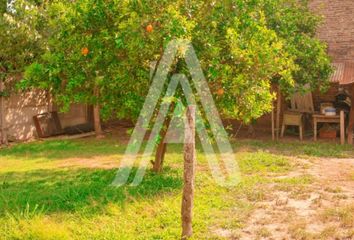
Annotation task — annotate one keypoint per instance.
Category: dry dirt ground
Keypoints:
(314, 201)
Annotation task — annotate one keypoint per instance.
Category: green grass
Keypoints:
(60, 190)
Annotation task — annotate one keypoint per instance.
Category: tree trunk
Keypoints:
(351, 119)
(161, 148)
(189, 171)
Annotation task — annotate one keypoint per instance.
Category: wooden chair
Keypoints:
(300, 105)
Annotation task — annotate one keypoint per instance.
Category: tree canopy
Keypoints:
(100, 51)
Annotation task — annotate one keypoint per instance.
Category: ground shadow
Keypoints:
(77, 190)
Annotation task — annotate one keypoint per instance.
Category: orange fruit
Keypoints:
(149, 28)
(85, 51)
(220, 92)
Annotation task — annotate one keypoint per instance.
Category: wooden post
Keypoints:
(278, 112)
(273, 130)
(342, 128)
(96, 116)
(351, 119)
(3, 139)
(189, 171)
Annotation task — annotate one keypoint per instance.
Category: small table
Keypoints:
(321, 118)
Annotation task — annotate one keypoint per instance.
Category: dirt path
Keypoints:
(315, 201)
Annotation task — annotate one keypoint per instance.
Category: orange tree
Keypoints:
(99, 51)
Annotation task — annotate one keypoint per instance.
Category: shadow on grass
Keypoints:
(311, 149)
(81, 190)
(60, 149)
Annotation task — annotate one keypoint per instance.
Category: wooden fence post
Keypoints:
(3, 139)
(189, 171)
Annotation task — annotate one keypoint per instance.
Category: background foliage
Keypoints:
(100, 52)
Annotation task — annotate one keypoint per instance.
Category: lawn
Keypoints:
(60, 190)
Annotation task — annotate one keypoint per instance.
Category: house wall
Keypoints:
(337, 30)
(20, 109)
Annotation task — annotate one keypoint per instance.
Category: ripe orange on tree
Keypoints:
(85, 51)
(220, 92)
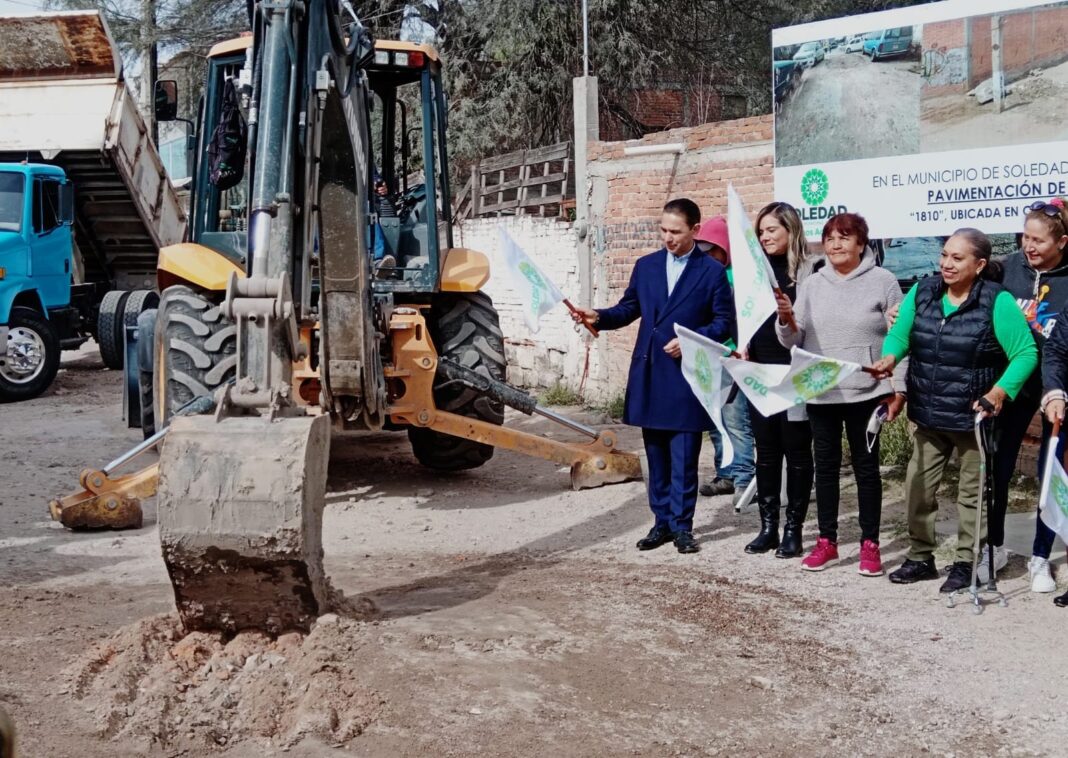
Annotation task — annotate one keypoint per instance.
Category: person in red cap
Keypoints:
(713, 239)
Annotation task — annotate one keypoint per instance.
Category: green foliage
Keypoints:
(560, 395)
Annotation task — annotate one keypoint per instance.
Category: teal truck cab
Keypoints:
(37, 317)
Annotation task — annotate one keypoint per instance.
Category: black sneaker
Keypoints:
(960, 577)
(657, 536)
(686, 543)
(717, 486)
(914, 571)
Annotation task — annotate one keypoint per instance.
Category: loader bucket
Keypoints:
(240, 520)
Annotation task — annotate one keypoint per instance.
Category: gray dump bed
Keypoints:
(63, 100)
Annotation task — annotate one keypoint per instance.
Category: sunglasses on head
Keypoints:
(1048, 208)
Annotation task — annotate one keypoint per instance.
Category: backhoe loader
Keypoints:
(278, 312)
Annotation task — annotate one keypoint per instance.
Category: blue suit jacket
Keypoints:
(658, 396)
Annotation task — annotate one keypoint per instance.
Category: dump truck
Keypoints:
(276, 320)
(64, 101)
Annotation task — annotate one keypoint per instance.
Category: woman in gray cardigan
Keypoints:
(841, 312)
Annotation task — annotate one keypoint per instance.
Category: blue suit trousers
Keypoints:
(673, 476)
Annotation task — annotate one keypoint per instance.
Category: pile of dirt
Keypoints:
(151, 683)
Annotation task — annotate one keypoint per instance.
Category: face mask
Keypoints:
(875, 424)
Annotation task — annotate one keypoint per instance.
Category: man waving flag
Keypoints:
(537, 294)
(754, 284)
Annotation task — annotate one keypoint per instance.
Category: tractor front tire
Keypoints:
(466, 329)
(195, 351)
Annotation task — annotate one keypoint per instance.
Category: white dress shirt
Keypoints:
(676, 264)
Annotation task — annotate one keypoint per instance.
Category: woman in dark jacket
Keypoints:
(784, 435)
(967, 338)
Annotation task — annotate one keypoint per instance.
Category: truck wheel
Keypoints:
(195, 349)
(466, 329)
(109, 328)
(136, 304)
(145, 361)
(32, 359)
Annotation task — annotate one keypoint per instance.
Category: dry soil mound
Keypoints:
(147, 681)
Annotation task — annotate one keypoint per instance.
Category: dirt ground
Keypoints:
(1032, 113)
(497, 613)
(849, 108)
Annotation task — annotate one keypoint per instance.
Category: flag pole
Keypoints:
(584, 322)
(789, 319)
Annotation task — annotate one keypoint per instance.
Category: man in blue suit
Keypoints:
(677, 284)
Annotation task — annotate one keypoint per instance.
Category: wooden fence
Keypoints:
(534, 182)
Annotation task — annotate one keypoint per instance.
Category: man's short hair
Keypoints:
(685, 207)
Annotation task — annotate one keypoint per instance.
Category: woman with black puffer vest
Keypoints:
(967, 340)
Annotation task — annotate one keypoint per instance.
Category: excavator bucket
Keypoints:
(240, 520)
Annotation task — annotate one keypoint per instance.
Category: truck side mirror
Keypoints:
(66, 203)
(167, 100)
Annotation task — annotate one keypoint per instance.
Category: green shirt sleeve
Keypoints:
(1014, 335)
(896, 342)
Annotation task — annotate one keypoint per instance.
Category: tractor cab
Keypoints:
(410, 210)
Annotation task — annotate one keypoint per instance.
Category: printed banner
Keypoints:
(1053, 501)
(754, 299)
(961, 131)
(703, 368)
(537, 294)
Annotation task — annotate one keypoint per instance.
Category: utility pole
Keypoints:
(998, 77)
(584, 108)
(150, 67)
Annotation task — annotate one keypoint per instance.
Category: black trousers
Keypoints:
(778, 438)
(1010, 427)
(827, 422)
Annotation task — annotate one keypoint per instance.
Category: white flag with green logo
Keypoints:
(1053, 501)
(703, 368)
(773, 389)
(536, 291)
(754, 290)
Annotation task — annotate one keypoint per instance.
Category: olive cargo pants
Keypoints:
(930, 453)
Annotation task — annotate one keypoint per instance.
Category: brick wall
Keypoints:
(668, 107)
(958, 52)
(629, 192)
(542, 359)
(626, 196)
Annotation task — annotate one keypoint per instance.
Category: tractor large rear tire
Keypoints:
(465, 329)
(195, 351)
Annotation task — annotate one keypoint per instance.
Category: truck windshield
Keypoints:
(11, 201)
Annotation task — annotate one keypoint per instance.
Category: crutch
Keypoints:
(984, 437)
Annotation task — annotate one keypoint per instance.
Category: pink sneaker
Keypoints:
(870, 559)
(822, 555)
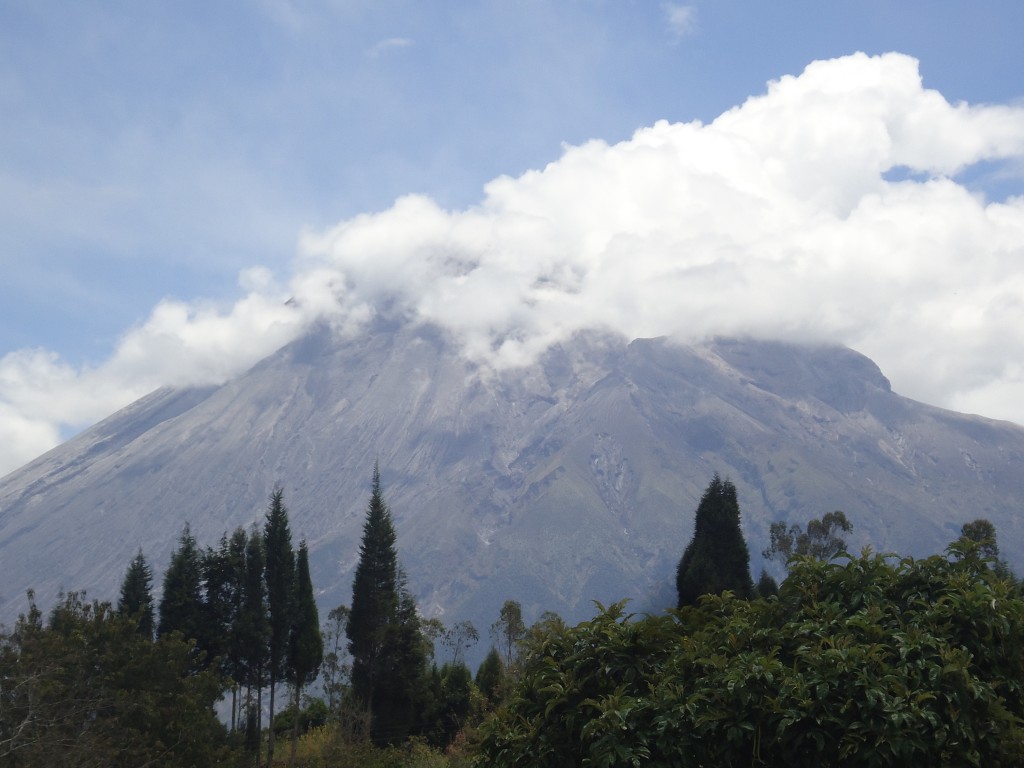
----------
GIVEN TASK >> Select every line of the items above that contains the string "tractor", and copy each one. Case counts.

RESULT >>
Category: tractor front tire
Category: tractor cab
Category: tractor large rear tire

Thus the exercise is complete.